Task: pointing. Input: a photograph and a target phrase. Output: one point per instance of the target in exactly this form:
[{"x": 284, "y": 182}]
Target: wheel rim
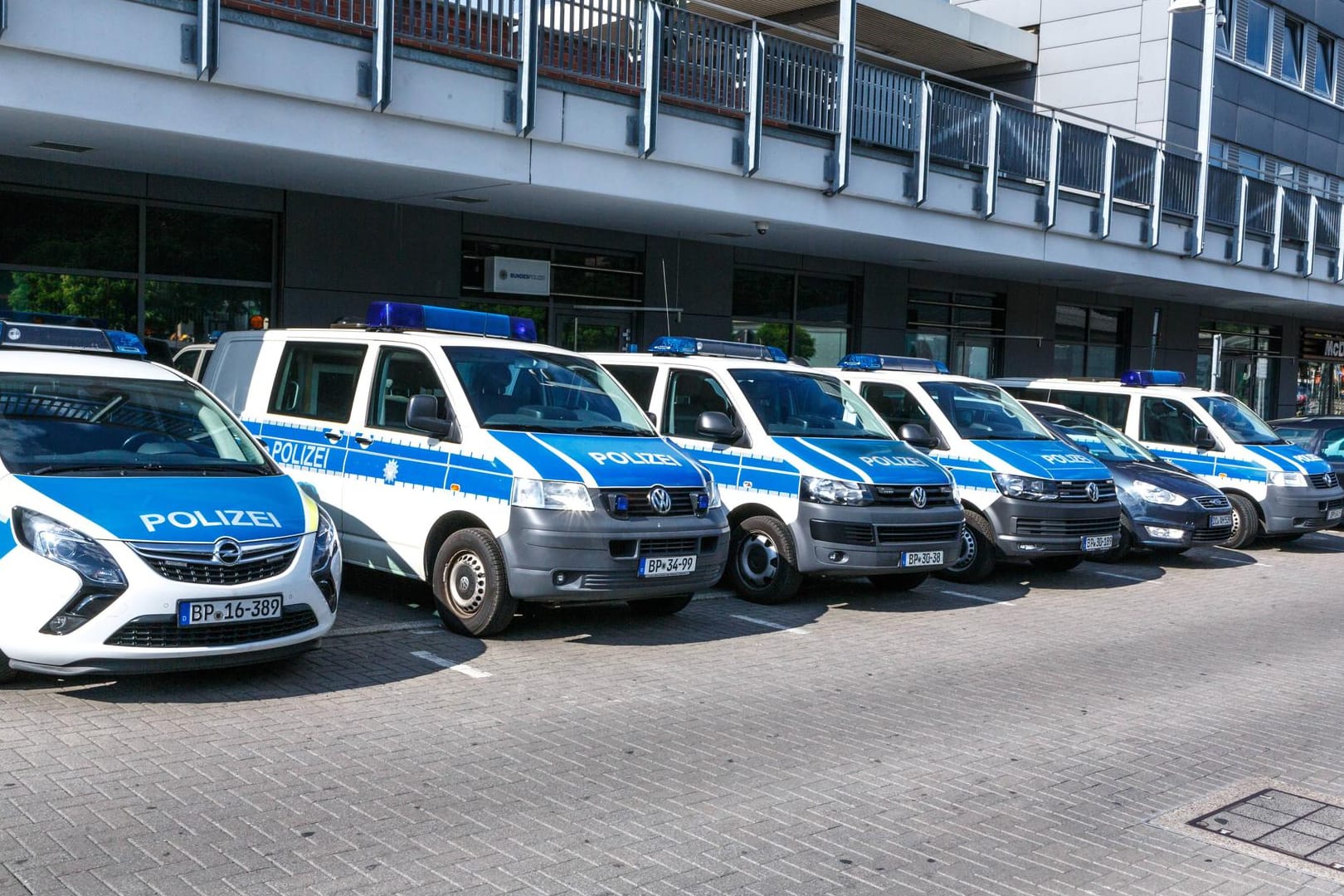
[
  {"x": 968, "y": 551},
  {"x": 465, "y": 583},
  {"x": 758, "y": 561}
]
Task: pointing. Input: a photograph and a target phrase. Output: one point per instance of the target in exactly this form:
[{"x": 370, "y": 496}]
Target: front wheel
[
  {"x": 470, "y": 585},
  {"x": 1244, "y": 522},
  {"x": 762, "y": 562}
]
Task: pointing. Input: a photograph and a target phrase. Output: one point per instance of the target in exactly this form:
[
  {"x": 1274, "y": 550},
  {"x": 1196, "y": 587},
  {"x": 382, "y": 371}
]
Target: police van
[
  {"x": 141, "y": 527},
  {"x": 1276, "y": 488},
  {"x": 1027, "y": 494},
  {"x": 813, "y": 481},
  {"x": 449, "y": 446}
]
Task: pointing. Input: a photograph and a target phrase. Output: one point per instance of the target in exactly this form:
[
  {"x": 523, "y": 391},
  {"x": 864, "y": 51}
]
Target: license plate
[
  {"x": 921, "y": 559},
  {"x": 654, "y": 567},
  {"x": 203, "y": 613}
]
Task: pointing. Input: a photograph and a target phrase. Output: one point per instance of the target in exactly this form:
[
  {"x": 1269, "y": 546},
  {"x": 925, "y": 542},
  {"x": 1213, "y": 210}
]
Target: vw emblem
[
  {"x": 227, "y": 553},
  {"x": 660, "y": 500}
]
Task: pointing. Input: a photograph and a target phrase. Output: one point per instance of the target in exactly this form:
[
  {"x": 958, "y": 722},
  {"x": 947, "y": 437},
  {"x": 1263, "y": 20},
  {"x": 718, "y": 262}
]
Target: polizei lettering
[
  {"x": 637, "y": 458},
  {"x": 210, "y": 519}
]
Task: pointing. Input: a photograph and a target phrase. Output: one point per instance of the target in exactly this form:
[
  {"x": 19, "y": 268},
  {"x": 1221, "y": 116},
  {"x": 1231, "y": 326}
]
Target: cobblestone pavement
[{"x": 1020, "y": 737}]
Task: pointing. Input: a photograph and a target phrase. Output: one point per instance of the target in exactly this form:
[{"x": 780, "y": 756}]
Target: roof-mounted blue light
[
  {"x": 1152, "y": 377},
  {"x": 686, "y": 345},
  {"x": 856, "y": 362},
  {"x": 405, "y": 316}
]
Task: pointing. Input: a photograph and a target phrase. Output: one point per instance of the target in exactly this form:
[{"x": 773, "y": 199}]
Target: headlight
[
  {"x": 61, "y": 544},
  {"x": 546, "y": 494},
  {"x": 834, "y": 490},
  {"x": 1292, "y": 480},
  {"x": 1157, "y": 494},
  {"x": 1025, "y": 486}
]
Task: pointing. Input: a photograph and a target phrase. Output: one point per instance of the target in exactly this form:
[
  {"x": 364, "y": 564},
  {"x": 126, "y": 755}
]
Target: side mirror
[
  {"x": 715, "y": 425},
  {"x": 422, "y": 414},
  {"x": 917, "y": 436}
]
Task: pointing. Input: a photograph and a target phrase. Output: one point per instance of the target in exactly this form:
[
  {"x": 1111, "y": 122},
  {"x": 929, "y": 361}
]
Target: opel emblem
[
  {"x": 227, "y": 553},
  {"x": 660, "y": 500}
]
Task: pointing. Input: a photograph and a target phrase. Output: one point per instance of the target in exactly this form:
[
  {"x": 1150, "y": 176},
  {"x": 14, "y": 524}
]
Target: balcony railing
[{"x": 719, "y": 65}]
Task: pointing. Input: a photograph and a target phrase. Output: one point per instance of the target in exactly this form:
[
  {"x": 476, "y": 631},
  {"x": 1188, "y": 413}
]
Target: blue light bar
[
  {"x": 891, "y": 363},
  {"x": 686, "y": 345},
  {"x": 405, "y": 316},
  {"x": 1152, "y": 377}
]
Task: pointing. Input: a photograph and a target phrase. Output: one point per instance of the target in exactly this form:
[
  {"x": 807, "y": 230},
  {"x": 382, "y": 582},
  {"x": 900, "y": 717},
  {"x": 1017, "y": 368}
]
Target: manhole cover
[{"x": 1283, "y": 822}]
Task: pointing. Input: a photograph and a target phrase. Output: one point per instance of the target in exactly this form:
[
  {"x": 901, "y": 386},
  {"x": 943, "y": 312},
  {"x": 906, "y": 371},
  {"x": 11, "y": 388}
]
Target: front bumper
[
  {"x": 873, "y": 540},
  {"x": 1301, "y": 509},
  {"x": 1025, "y": 529},
  {"x": 559, "y": 557}
]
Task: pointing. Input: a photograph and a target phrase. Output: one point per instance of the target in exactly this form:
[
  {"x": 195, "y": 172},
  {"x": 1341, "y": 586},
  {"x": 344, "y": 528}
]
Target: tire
[
  {"x": 1060, "y": 563},
  {"x": 660, "y": 606},
  {"x": 762, "y": 562},
  {"x": 977, "y": 553},
  {"x": 1244, "y": 523},
  {"x": 470, "y": 585},
  {"x": 898, "y": 581}
]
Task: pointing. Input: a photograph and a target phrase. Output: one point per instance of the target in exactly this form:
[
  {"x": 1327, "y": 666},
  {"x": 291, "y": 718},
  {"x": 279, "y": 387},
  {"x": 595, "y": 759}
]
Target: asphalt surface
[{"x": 1038, "y": 733}]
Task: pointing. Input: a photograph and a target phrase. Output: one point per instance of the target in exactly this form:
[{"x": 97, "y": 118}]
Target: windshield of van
[
  {"x": 793, "y": 403},
  {"x": 984, "y": 411},
  {"x": 81, "y": 425},
  {"x": 1241, "y": 422},
  {"x": 515, "y": 388}
]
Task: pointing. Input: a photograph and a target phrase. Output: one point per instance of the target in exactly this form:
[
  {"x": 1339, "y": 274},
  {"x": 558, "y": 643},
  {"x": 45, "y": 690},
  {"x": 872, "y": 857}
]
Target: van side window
[
  {"x": 318, "y": 381},
  {"x": 895, "y": 405},
  {"x": 689, "y": 395},
  {"x": 399, "y": 375},
  {"x": 1108, "y": 409},
  {"x": 1166, "y": 422}
]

● ● ● ●

Request:
Every line of the material is to be quoted exactly, with no pictures carried over.

Result for this exercise:
Task: pointing. Input: a photograph and a target phrase. Output: one point per instance of the target in exactly this form:
[{"x": 284, "y": 182}]
Target: wheel rim
[
  {"x": 968, "y": 551},
  {"x": 465, "y": 583},
  {"x": 758, "y": 561}
]
Task: pointing. Input: a photograph and a target phrase. Output: one point per instance of the target in exactly this form:
[{"x": 370, "y": 496}]
Target: front wheel
[
  {"x": 470, "y": 585},
  {"x": 1244, "y": 522},
  {"x": 762, "y": 562}
]
Task: pointing. Input: a photograph and a target phrase. Output: one point per instance of the target in exactly this form:
[
  {"x": 1274, "y": 550},
  {"x": 1196, "y": 587},
  {"x": 382, "y": 371}
]
Target: police van
[
  {"x": 141, "y": 527},
  {"x": 1276, "y": 488},
  {"x": 1027, "y": 494},
  {"x": 813, "y": 481},
  {"x": 449, "y": 446}
]
Task: pointing. Input: a photograph and a target phrase. Output: one point per instance of the target in exactly this form:
[
  {"x": 523, "y": 391},
  {"x": 864, "y": 51}
]
Target: license plate
[
  {"x": 921, "y": 559},
  {"x": 654, "y": 567},
  {"x": 203, "y": 613}
]
Task: pointing. Input: a photograph and a target phrase. Output: one point per instance of the target in exactly this form:
[
  {"x": 1269, "y": 546},
  {"x": 925, "y": 542},
  {"x": 1213, "y": 210}
]
Target: vw emblem
[
  {"x": 227, "y": 553},
  {"x": 660, "y": 500}
]
Task: pointing. Input: a photograph and a target phrase. Output: one point per instance of the target in exactly this form:
[
  {"x": 958, "y": 722},
  {"x": 947, "y": 437},
  {"x": 1263, "y": 20},
  {"x": 718, "y": 262}
]
Target: polizei lettering
[
  {"x": 637, "y": 458},
  {"x": 210, "y": 519}
]
Task: pointing. Input: a photograph and a target phrase. Output: one point per instance of the target in exactly this form:
[
  {"x": 19, "y": 268},
  {"x": 1221, "y": 116},
  {"x": 1231, "y": 326}
]
Target: cobblestone pavement
[{"x": 1020, "y": 737}]
Task: pointing. Input: a photograph and a target phrase. Output: one point per instance of the target in exactly this form:
[{"x": 780, "y": 756}]
Target: roof-mounted blue light
[
  {"x": 1152, "y": 377},
  {"x": 686, "y": 345},
  {"x": 856, "y": 362},
  {"x": 405, "y": 316}
]
Task: pointing. Input: a photograph and a target phrase. Output: one point per instance of the target in exactly this form:
[{"x": 773, "y": 199}]
Target: headlight
[
  {"x": 61, "y": 544},
  {"x": 546, "y": 494},
  {"x": 834, "y": 490},
  {"x": 1292, "y": 480},
  {"x": 1157, "y": 494},
  {"x": 1025, "y": 486}
]
Task: pointing. Input: a photograph and a target phrase. Output: one point per instance of the target in exactly this form:
[
  {"x": 364, "y": 564},
  {"x": 126, "y": 755}
]
Target: side mirror
[
  {"x": 715, "y": 425},
  {"x": 422, "y": 414},
  {"x": 917, "y": 436}
]
Task: pointing. Input: a photograph and a target phrase. Output: one point per instance of the target in exactly this form:
[
  {"x": 1111, "y": 122},
  {"x": 929, "y": 361}
]
Target: opel emblem
[
  {"x": 227, "y": 553},
  {"x": 660, "y": 500}
]
Task: pointing. Input: a photograph and a target phrase. Output: one point per instance of the target in exactly this form:
[
  {"x": 1150, "y": 176},
  {"x": 14, "y": 524}
]
Target: balcony railing
[{"x": 719, "y": 65}]
Task: pointing. Input: a photograph and a target phrase. Output: one point per instance of the target in exactly this form:
[
  {"x": 476, "y": 631},
  {"x": 1188, "y": 413}
]
Target: blue light bar
[
  {"x": 891, "y": 363},
  {"x": 686, "y": 345},
  {"x": 405, "y": 316},
  {"x": 1152, "y": 377}
]
Task: pointing. Input: a photograph and a target phrase. Output: one point per instance of the target in exactly this form:
[
  {"x": 807, "y": 230},
  {"x": 382, "y": 582},
  {"x": 900, "y": 717},
  {"x": 1017, "y": 368}
]
Target: manhole cover
[{"x": 1283, "y": 822}]
Task: pointing. Input: a photograph and a target phrase. Output: one point per instance of the target in exactly this form:
[
  {"x": 901, "y": 386},
  {"x": 943, "y": 312},
  {"x": 906, "y": 371},
  {"x": 11, "y": 388}
]
Target: front bumper
[
  {"x": 873, "y": 540},
  {"x": 1301, "y": 509},
  {"x": 1025, "y": 529},
  {"x": 559, "y": 557}
]
Task: pointing. Input: a photograph and a target phrase. Output: one point per instance of the target in exactly this form:
[
  {"x": 195, "y": 172},
  {"x": 1341, "y": 586},
  {"x": 344, "y": 528}
]
Target: tire
[
  {"x": 1060, "y": 563},
  {"x": 660, "y": 606},
  {"x": 762, "y": 562},
  {"x": 977, "y": 553},
  {"x": 1244, "y": 523},
  {"x": 470, "y": 585},
  {"x": 898, "y": 581}
]
Task: pointing. Input: a photograph and a target phrase. Output: one point per instance of the target in exactly this form:
[
  {"x": 1327, "y": 666},
  {"x": 291, "y": 718},
  {"x": 279, "y": 387},
  {"x": 595, "y": 759}
]
Target: asphalt surface
[{"x": 1038, "y": 733}]
Task: pointing. Input: a photograph and a target phrase. Output: one point per instance of the target in exactly this form:
[{"x": 97, "y": 118}]
Target: windshield of van
[
  {"x": 793, "y": 403},
  {"x": 984, "y": 411},
  {"x": 81, "y": 425},
  {"x": 1241, "y": 422},
  {"x": 515, "y": 388}
]
Task: pointing. Input: a photograph and a target phrase. Output: one point per instance of the target in exactly this form:
[
  {"x": 1339, "y": 274},
  {"x": 558, "y": 643},
  {"x": 45, "y": 690},
  {"x": 872, "y": 857}
]
Target: van side window
[
  {"x": 318, "y": 381},
  {"x": 895, "y": 405},
  {"x": 689, "y": 395},
  {"x": 399, "y": 375},
  {"x": 1108, "y": 409},
  {"x": 1166, "y": 422}
]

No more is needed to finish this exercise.